### What to produce:
All of the material below is to be returned exactly.

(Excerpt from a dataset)
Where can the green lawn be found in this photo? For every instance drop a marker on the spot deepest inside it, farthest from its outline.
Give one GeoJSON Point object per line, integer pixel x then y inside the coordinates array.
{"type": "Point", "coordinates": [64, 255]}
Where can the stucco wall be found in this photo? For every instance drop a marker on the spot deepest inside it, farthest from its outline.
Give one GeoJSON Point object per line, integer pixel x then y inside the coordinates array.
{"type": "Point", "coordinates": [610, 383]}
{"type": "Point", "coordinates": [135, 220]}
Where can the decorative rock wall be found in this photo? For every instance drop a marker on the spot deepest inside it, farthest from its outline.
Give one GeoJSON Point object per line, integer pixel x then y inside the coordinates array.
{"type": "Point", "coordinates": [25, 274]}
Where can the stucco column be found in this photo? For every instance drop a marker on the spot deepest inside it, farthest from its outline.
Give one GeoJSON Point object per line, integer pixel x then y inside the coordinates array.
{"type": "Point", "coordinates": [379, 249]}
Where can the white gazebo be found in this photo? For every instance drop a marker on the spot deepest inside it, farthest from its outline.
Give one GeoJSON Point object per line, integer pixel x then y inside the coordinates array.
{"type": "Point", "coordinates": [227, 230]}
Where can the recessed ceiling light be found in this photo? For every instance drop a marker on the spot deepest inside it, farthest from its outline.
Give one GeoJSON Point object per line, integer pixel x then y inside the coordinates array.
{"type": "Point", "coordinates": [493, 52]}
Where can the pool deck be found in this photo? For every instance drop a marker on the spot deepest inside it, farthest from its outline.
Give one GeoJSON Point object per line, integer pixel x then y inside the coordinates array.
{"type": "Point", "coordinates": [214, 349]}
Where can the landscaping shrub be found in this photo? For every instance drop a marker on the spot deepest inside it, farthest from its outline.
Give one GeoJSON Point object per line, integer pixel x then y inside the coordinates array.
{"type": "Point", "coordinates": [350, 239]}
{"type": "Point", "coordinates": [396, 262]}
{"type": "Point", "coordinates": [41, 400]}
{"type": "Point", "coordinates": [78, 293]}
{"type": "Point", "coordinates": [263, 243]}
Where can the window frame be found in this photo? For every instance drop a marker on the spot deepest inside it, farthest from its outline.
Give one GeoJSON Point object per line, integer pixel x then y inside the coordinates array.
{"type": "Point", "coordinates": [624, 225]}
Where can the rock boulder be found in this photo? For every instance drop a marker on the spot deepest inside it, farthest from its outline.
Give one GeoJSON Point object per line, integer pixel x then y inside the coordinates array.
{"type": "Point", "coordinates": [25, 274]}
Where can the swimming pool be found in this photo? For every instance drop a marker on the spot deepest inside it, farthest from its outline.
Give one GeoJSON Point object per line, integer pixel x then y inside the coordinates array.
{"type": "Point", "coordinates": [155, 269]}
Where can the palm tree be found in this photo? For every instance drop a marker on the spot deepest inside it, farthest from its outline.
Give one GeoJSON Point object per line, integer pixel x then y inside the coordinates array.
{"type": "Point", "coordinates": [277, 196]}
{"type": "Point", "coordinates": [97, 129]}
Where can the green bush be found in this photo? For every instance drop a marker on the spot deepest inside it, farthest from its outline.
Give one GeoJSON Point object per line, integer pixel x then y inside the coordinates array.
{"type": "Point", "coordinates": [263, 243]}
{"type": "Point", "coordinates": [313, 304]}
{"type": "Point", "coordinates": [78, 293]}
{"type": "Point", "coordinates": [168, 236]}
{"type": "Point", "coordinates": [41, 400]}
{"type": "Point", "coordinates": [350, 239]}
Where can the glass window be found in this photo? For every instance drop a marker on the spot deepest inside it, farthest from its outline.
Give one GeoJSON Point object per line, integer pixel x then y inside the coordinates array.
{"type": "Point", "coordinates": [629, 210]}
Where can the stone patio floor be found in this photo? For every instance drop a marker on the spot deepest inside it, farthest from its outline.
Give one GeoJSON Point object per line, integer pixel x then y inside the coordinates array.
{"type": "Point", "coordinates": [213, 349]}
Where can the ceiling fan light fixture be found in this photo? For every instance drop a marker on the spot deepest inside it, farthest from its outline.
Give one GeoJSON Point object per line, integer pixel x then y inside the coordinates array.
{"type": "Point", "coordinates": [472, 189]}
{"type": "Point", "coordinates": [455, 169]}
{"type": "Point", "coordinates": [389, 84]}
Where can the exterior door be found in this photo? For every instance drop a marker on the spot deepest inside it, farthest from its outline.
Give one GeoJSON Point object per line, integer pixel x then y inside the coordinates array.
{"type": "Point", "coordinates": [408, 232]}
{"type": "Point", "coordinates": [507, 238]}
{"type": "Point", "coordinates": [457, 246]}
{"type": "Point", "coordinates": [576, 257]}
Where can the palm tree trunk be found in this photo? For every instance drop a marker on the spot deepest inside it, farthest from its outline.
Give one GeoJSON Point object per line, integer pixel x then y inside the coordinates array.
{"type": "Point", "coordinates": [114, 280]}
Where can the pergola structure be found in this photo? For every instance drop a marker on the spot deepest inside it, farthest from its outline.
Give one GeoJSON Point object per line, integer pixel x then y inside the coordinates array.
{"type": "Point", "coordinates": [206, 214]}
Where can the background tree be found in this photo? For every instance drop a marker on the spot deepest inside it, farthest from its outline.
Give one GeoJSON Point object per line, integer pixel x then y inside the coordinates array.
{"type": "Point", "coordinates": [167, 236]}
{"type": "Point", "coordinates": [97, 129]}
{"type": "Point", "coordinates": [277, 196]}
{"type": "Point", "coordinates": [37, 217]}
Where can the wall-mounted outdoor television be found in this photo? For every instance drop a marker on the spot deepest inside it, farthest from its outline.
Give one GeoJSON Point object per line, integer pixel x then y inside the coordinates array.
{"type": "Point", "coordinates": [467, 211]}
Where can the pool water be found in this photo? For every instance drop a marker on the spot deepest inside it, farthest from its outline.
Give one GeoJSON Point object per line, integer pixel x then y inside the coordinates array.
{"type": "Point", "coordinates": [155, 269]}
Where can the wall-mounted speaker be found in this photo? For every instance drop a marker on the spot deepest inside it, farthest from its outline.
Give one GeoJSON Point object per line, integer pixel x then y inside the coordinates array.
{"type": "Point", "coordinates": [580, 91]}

### Task solution:
Where can the green lawn be found in this photo? For every instance drop a marker on the spot deepest inside it, farthest from its outline.
Give one GeoJSON Point object per line, integer pixel x then y inside the coordinates array.
{"type": "Point", "coordinates": [64, 255]}
Where can the stucco wall be found in this photo? For every instance drop a marker on the spot deepest inside it, farthest from its outline.
Give one GeoJSON Point object per line, integer pixel x then y inside the coordinates array.
{"type": "Point", "coordinates": [610, 383]}
{"type": "Point", "coordinates": [135, 220]}
Where can the decorative rock wall be found in this photo? For every instance drop a marker on the spot deepest inside it, farthest from its outline.
Give one GeoJSON Point object per line, integer pixel x then y inside the coordinates array.
{"type": "Point", "coordinates": [25, 274]}
Where can the stucco column be found in this photo? For every instance drop a marker on the spot deepest inside it, farthest from its outline.
Give one GeoJSON Point object per line, integer pixel x then y inside the coordinates array.
{"type": "Point", "coordinates": [379, 249]}
Where can the white gazebo be found in this photo? For every instance drop a marker on the spot deepest inside it, farthest from its outline.
Give one GeoJSON Point object per line, integer pixel x then y inside the coordinates array.
{"type": "Point", "coordinates": [227, 230]}
Where can the recessed ceiling light be found in this photo? For every instance drop a marker on the spot deepest inside it, farthest from its outline.
Give one GeoJSON Point object per line, integer pixel x then y inside the coordinates array.
{"type": "Point", "coordinates": [493, 52]}
Where can the pool deck be found in this photo? For every instance drop a marker on the spot deepest inside it, farthest from its outline.
Give one GeoJSON Point object per line, integer pixel x then y inside the coordinates array.
{"type": "Point", "coordinates": [214, 349]}
Where can the landscaping shrub be found in this photo? For every instance drop a marker on the spot deepest inside it, farthest from its outline.
Give one GeoJSON Point object per line, integer pixel x then y inside the coordinates array.
{"type": "Point", "coordinates": [350, 239]}
{"type": "Point", "coordinates": [396, 262]}
{"type": "Point", "coordinates": [41, 400]}
{"type": "Point", "coordinates": [78, 293]}
{"type": "Point", "coordinates": [263, 243]}
Where can the window frame be found in this photo? For every instance drop a marker on the spot deepest inside it, farthest from its outline.
Give one GeoJSON Point object per line, integer pixel x then y inside the coordinates array.
{"type": "Point", "coordinates": [624, 225]}
Where can the rock boulder be found in this photo? For every instance drop a marker on the spot deepest inside it, farthest from its outline.
Give one GeoJSON Point object per line, integer pixel x then y inside the coordinates array.
{"type": "Point", "coordinates": [25, 274]}
Where can the swimming pool be found in this photo? For every instance drop a marker on the spot deepest inside it, farthest from its outline.
Give one GeoJSON Point object per line, integer pixel x then y inside the coordinates array.
{"type": "Point", "coordinates": [155, 269]}
Where can the palm tree be found in this photo? For every instance drop a marker on the spot deepest inside it, farthest from its outline.
Give one GeoJSON Point object per line, integer pixel x then y inside the coordinates array.
{"type": "Point", "coordinates": [277, 196]}
{"type": "Point", "coordinates": [97, 129]}
Where can the green bush be found in this photo? For every instance drop a marker on the spot deepest inside it, farthest from its outline.
Give one GeoJSON Point object per line, integer pixel x then y inside the coordinates array.
{"type": "Point", "coordinates": [263, 243]}
{"type": "Point", "coordinates": [313, 304]}
{"type": "Point", "coordinates": [78, 293]}
{"type": "Point", "coordinates": [168, 236]}
{"type": "Point", "coordinates": [41, 400]}
{"type": "Point", "coordinates": [350, 239]}
Where can the glass window be found in this photo? For every instance drop a marker on the spot deepest inside it, farthest from its outline.
Give one GeoJSON Point object per line, integer pixel x then y inside the coordinates array.
{"type": "Point", "coordinates": [629, 210]}
Where can the stone patio floor be found in this photo? For every instance drop a marker on the spot deepest inside it, farthest from its outline.
Give one GeoJSON Point object per line, integer pixel x then y inside the coordinates array.
{"type": "Point", "coordinates": [213, 349]}
Where can the ceiling fan light fixture be found in this photo? For every instance drop a marker on the spot deepest inside it, farthest from its outline.
Give one GeoJSON Point object per line, integer pixel x then y inside the coordinates array.
{"type": "Point", "coordinates": [472, 189]}
{"type": "Point", "coordinates": [455, 169]}
{"type": "Point", "coordinates": [389, 84]}
Where can the exterior door be found in this photo? For every instance drop a marker on the spot deepest inside it, farthest from its outline.
Give one GeoJSON Point object per line, integer pixel x then y inside the coordinates array.
{"type": "Point", "coordinates": [408, 232]}
{"type": "Point", "coordinates": [507, 238]}
{"type": "Point", "coordinates": [457, 246]}
{"type": "Point", "coordinates": [576, 257]}
Where can the palm tree trunk be found in this photo? For every instance drop a marker on the spot deepest inside it, farthest from its outline.
Give one GeoJSON Point object per line, integer pixel x then y inside the coordinates array.
{"type": "Point", "coordinates": [114, 280]}
Where can the pergola structure be found in this photo? For every instance drop a marker on the spot deepest inside it, farthest from its outline.
Give one GeoJSON Point object per line, integer pixel x then y inside the coordinates array.
{"type": "Point", "coordinates": [206, 214]}
Where can the background tree be found in this photo? For every instance drop a marker on the spot deepest inside it, farthest from its outline.
Give one GeoJSON Point object per line, integer pixel x then y inside the coordinates array.
{"type": "Point", "coordinates": [167, 236]}
{"type": "Point", "coordinates": [97, 129]}
{"type": "Point", "coordinates": [277, 196]}
{"type": "Point", "coordinates": [37, 217]}
Where can the wall-mounted outdoor television be found in this photo? For every instance drop a marker on the spot deepest inside it, farthest from its outline.
Give one GeoJSON Point object per line, integer pixel x then y inside the coordinates array.
{"type": "Point", "coordinates": [467, 211]}
Where can the pool water be found in this photo? For every instance drop a marker on the spot deepest inside it, farthest from its outline.
Give one GeoJSON Point object per line, integer pixel x then y inside the coordinates array.
{"type": "Point", "coordinates": [155, 269]}
Where can the wall-mounted speaker be found in this photo? For every instance drop a marker on the spot deepest inside it, farthest from its outline.
Give one GeoJSON Point object per line, integer pixel x then y inside the coordinates array.
{"type": "Point", "coordinates": [580, 91]}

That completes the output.